- _SET PROBLEM 1_: Please reproduce the entries that follow the grant announcement, line for line and without any change.

Dr. Qiben Yan, Dr. Li Xiao, & Dr. Arun Ross have been awarded an NSF grant

Recent advances in artificial intelligence (AI) technologies have driven the widespread popularity and acceptance of commercial voice assistants, transforming the way in which we interact with the digital ecosystem and physical devices. These voice assistants have diverse applications across many critical sectors, ranging from smart homes and healthcare to e-commerce and self-driving vehicles. However, this rapidly evolving technology has introduced new cybersecurity threats that could significantly undermine voice system security. For example, the criminal exploitation of AI technologies has led to the advent of audio deepfakes that can be used to circumvent speaker verification protocols in banking systems. This project addresses AI-driven attacks through a comprehensive exploration of audio attack strategies and the development of a defensive framework to strengthen recognition performance and counteract these attacks. The project's broader significance and importance are underpinned by its deep understanding of AI-driven voice attacks and the methodologies to deploy defenses against them, thereby enhancing the safety of voice-controlled systems across various sectors. The project also provides research training opportunities for underrepresented students, both undergraduate and graduate, as well as K-12 students through well-crafted curriculum design and engaging outreach activities.

The goal of this project is to scrutinize the robustness of automatic speaker and speech recognition (ASSR) against AI-driven digital and physical voice attacks, and further develop a defensive framework for enhancing the resilience of voice signals and voice models. The research activities include: (i) characterizing physically-realizable attacks targeting speaker recognition and measuring the impact of stealthy attacks on speech recognition; (ii) designing robust learning-based defenses by shielding the voice signals from threats posed by voice synthesis techniques, and analyzing high-frequency voice components to reveal attack signals; and (iii) developing a robustness enhancement framework that incorporates vocal styles and facial expression features in a multi-modality speaker and speech representation scheme. The insights and technologies generated through this project significantly advance our understanding of voice assistant security, foster secure next-generation voice applications, and enable voice systems to fully leverage emerging sensing and learning technologies.

(Date Posted: 2023-08-23)

- _SET PROBLEM 2_: Using the grant announcement above, decide whether each statement agrees with it: (a) the project provides research training opportunities to K-12 students; (b) the robustness enhancement framework incorporates fingerprint features; (c) the announcement was posted in 2022. Answer yes or no for each and quote the words that settle it.

- _RECORDS FOR THIS EXERCISE_:
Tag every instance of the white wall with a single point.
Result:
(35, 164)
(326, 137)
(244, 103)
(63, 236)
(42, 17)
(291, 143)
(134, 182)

- _WRITTEN RESPONSE 1_:
Tag every instance of the white wall with a single point.
Result:
(35, 164)
(326, 137)
(244, 103)
(63, 236)
(42, 17)
(291, 143)
(134, 182)

- _WRITTEN RESPONSE 2_:
(a) Yes: "as well as K-12 students through well-crafted curriculum design and engaging outreach activities."
(b) No: "incorporates vocal styles and facial expression features in a multi-modality speaker and speech representation scheme."
(c) No: "(Date Posted: 2023-08-23)"